Two leading British mental heath experts will give a provocative talk titled "Drugging Our Distress: A Broader Look at Medication and Mental Illness" Monday, November 13, at 7:30 pm. The talk will be held in Hooker Auditorium in the Clapp Laboratory and is free, open to the public, and accessible to all.
The event will explore why so many people use psychiatric medication and why the United States is one of only two countries where drug companies advertise directly to consumers. Addressing the issue will be two experts on the industry. Philip Thomas, M.D., professor of philosophy, diversity, and mental health at the University of Central Lancashire, was a psychiatrist for more than 20 years in the British National Health Service and has published more than 100 articles and three books on psychiatry and mental health. Rufus May, a clinical psychologist from Bradford, England, and cochair of Evolving Minds, a public forum on mental health issues, became interested in humane approaches to distressing experiences when he himself was labeled with schizophrenia as an 18-year-old. He has published a dozen articles in scientific and popular journals and has been widely interviewed in the British media.
"Most of what Americans know about psychiatric medication comes from the drug companies, either directly in the form of advertisements or, indirectly, in the form of research funded by the pharmaceutical industry," said Gail A. Hornstein, professor of psychology and coordinator of the November 13 event. "Twenty years from now, we will likely regard this information the way we now regard claims about smoking that come from the tobacco industry. Speakers like Philip Thomas and Rufus May offer an independent perspective that is crucial to our understanding of medication and mental illness."
The event is sponsored by the Purington Fund, the Dean of the College, and the Department of Psychology and Education at Mount Holyoke College, as well as the Freedom Center in Northampton and the Five College Program in Culture, Health, and Science.

• **PROBLEM**: Pull everything from "Two leading British" down to "accessible to all." out of the announcement of the talk, copying it word for word.

• **GIVEN DATA**:
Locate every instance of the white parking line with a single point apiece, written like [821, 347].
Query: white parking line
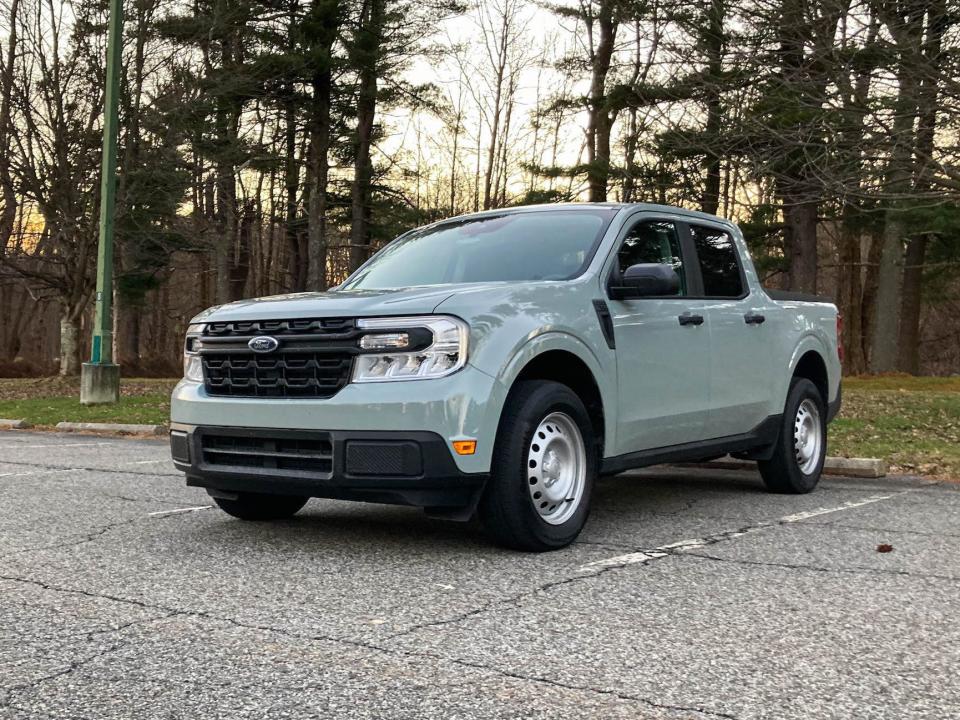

• **COMPLETED EXERCISE**:
Two leading British mental heath experts will give a provocative talk titled "Drugging Our Distress: A Broader Look at Medication and Mental Illness" Monday, November 13, at 7:30 pm. The talk will be held in Hooker Auditorium in the Clapp Laboratory and is free, open to the public, and accessible to all.